[WHAT NEEDS TO BE DONE] Look for "pin: the woman's" in the records below, then copy that line and every line after it, exactly and with nothing added.

[EXTRACTED RECORDS]

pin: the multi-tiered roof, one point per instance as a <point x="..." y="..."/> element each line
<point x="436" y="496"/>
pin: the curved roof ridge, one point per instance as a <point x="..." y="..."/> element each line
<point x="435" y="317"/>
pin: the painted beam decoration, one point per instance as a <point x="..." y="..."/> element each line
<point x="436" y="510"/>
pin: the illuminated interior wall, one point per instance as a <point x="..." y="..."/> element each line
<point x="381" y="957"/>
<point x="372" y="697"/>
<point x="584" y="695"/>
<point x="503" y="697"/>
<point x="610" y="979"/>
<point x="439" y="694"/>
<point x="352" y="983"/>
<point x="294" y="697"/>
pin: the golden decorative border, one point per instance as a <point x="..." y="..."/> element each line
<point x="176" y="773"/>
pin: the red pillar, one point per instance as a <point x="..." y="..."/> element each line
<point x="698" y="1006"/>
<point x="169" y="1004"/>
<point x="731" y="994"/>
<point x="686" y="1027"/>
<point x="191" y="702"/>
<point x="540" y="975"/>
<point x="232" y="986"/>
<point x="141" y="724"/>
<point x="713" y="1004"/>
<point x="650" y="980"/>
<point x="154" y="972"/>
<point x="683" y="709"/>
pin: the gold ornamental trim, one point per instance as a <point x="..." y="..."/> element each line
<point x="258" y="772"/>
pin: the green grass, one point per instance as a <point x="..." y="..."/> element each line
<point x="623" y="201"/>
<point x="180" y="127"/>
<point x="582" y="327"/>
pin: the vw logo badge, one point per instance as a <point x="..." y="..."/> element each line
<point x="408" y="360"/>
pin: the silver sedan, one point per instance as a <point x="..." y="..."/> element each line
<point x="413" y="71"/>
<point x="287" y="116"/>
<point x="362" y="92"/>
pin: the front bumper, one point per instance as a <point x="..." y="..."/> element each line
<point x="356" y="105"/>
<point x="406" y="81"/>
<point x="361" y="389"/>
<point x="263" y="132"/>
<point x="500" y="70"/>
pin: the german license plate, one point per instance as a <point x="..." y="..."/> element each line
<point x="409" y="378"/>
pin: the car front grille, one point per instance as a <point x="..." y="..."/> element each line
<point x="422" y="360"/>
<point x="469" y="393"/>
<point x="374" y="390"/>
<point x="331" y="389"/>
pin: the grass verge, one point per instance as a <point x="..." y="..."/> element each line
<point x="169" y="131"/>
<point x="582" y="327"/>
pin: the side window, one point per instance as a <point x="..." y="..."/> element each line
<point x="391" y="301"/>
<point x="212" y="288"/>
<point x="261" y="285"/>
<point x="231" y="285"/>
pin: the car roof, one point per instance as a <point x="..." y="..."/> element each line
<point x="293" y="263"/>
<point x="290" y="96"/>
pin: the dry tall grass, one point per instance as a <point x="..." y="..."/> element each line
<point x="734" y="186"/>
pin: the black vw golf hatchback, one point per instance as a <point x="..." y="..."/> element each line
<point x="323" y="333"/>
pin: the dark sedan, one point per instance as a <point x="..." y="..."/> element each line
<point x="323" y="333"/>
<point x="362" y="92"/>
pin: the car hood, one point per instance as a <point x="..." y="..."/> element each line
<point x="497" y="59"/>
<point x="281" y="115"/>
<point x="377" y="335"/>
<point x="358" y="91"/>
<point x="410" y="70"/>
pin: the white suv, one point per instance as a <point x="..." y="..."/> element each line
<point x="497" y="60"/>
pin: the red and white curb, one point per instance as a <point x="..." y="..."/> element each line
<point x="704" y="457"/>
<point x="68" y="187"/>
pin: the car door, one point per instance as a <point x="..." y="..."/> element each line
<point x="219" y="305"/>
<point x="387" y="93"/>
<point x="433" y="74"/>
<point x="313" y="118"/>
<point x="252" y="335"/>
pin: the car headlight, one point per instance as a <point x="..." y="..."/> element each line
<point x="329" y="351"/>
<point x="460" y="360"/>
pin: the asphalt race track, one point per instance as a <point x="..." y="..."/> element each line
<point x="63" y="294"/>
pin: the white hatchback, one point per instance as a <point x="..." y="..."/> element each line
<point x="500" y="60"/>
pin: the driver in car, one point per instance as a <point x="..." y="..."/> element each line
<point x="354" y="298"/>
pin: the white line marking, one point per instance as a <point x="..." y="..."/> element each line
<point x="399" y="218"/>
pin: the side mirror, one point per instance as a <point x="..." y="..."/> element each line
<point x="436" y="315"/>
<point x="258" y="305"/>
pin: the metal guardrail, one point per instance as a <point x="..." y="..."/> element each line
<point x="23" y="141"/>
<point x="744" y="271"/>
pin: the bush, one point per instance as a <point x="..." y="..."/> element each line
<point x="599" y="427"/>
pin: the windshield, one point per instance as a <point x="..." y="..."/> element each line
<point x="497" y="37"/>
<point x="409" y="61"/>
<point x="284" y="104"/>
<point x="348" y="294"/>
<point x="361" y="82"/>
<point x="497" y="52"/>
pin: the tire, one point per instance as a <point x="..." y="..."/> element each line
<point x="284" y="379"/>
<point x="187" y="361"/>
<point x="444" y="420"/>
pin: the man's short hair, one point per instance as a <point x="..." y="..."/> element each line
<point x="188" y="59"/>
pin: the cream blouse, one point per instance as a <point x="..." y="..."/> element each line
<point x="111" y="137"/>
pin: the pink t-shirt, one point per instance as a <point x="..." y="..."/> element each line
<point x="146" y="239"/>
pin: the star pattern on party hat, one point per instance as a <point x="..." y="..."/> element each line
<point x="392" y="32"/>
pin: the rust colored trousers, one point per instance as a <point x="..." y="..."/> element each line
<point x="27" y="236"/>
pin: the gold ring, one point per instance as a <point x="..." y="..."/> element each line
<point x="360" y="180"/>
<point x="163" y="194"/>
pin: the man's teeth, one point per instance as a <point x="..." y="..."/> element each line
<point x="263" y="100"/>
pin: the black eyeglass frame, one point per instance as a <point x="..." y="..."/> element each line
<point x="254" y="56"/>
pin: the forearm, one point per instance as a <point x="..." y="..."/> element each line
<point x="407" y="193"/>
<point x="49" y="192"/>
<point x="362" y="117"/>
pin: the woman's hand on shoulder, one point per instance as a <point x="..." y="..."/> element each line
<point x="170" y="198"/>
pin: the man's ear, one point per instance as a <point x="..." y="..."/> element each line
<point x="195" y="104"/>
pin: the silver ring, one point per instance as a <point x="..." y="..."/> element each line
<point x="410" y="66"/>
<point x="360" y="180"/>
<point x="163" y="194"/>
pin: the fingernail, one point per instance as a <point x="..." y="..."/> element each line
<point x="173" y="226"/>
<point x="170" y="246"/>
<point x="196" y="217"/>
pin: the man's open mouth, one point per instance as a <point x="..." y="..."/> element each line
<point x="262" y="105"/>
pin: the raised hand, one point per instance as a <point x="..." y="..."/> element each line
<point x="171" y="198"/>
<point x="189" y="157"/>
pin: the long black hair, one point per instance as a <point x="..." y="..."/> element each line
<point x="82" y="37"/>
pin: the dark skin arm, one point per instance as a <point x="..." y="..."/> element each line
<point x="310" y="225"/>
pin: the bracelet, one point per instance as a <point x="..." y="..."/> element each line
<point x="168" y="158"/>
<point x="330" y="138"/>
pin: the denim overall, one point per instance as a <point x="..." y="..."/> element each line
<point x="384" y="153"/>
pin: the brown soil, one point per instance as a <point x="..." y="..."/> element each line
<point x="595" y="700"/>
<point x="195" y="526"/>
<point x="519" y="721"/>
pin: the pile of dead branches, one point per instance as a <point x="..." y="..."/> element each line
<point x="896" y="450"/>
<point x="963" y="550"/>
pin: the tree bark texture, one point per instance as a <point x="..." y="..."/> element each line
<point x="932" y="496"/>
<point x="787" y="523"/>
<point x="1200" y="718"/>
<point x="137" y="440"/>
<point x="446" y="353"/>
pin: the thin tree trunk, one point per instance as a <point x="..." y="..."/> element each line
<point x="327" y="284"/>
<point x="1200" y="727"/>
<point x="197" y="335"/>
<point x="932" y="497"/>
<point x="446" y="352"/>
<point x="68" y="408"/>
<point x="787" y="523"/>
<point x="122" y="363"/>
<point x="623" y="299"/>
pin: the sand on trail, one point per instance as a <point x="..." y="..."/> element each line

[TASK ANSWER]
pin: the woman's hand on shoulder, one point per instance as a <point x="..." y="..."/> element each line
<point x="170" y="198"/>
pin: the man's ear, one point per instance as a <point x="..." y="..."/> element each line
<point x="195" y="104"/>
pin: the silver ring, one point per instance as a <point x="..." y="..."/> element each line
<point x="410" y="66"/>
<point x="360" y="180"/>
<point x="163" y="194"/>
pin: the fingernail, one point per instance as a <point x="..." y="..."/> element each line
<point x="173" y="226"/>
<point x="170" y="246"/>
<point x="196" y="217"/>
pin: the man's open mouth, one point per instance as a <point x="..." y="..."/> element each line
<point x="262" y="105"/>
pin: the raised hand, one point per instance as a <point x="..." y="..."/> element each line
<point x="171" y="198"/>
<point x="189" y="157"/>
pin: the long black hair, one point per instance as a <point x="..." y="..."/> element each line
<point x="82" y="37"/>
pin: the dark skin arm, one point per instance as a <point x="..." y="..."/> element each line
<point x="310" y="225"/>
pin: the bracelet, one point per instance as a <point x="..." y="..."/> element each line
<point x="168" y="158"/>
<point x="330" y="138"/>
pin: the denim overall, one point per instance as a <point x="..." y="..."/> element each line
<point x="384" y="153"/>
pin: the brown soil, one point per instance as a <point x="..." y="..."/> element each line
<point x="595" y="700"/>
<point x="195" y="526"/>
<point x="519" y="721"/>
pin: the pile of dead branches, one point per instance as a <point x="..." y="..."/> element each line
<point x="896" y="450"/>
<point x="963" y="550"/>
pin: the tree bark texture, one point per instance as a <point x="..." y="..."/> element each line
<point x="932" y="496"/>
<point x="787" y="523"/>
<point x="1200" y="718"/>
<point x="137" y="440"/>
<point x="446" y="353"/>
pin: the thin tree trunk, one point per instance as a <point x="..." y="..."/> element each line
<point x="327" y="284"/>
<point x="1200" y="727"/>
<point x="197" y="335"/>
<point x="932" y="497"/>
<point x="446" y="352"/>
<point x="68" y="408"/>
<point x="787" y="523"/>
<point x="122" y="363"/>
<point x="623" y="299"/>
pin: the sand on trail, one point per instance as a <point x="..." y="..."/> element each line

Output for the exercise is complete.